The government of the Republic of Mauritius has recently July 2007 amended three Acts of parliament:-
- Financial Services Act
- Securities Act
- And Insurance Act
in an attempt inter alia to better protect “members of the public investing in non-bank financial products”.
The Mauritian government and its Financial Service Commission have now managed to lock the door long after the Leaderguard horse has bolted. More lamentable however has been their failure to clean up the mess made by the horse. And the mess is substantial. Investors are left entirely without compensation. And this largely because the FSC failed in its duty of care.
In the matter of the Leaderguard Spot Forex the Financial Service Commission (Mauritius)
Failed to undertake due diligence investigations in respect to the character and past financial dealings of the company’s Directors.
Failed to undertake an investigation and thorough examination of Leaderguard accounts – income and expenditures via their operating banks prior to awarding this company a global category one business licence.

**Source data**
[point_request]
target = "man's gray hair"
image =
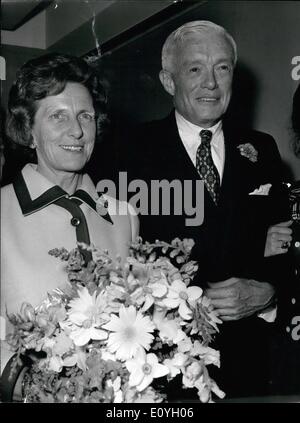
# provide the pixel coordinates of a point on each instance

**Complete the following**
**A.** In the Leaderguard text, rewrite the paragraph beginning "The Mauritian government and its Financial Service Commission" more briefly, keeping its main facts.
**B.** According to the Leaderguard text, what kind of licence did the Financial Service Commission award the company?
**C.** List every Act of parliament that the Leaderguard text says the government of Mauritius amended.

**In response**
**A.** The Mauritian government and its Financial Service Commission acted only after the Leaderguard damage was done and have failed to deal with its substantial aftermath. Investors have received no compensation, largely because the FSC failed in its duty of care.

**B.** A global category one business licence.

**C.**
- Financial Services Act
- Securities Act
- Insurance Act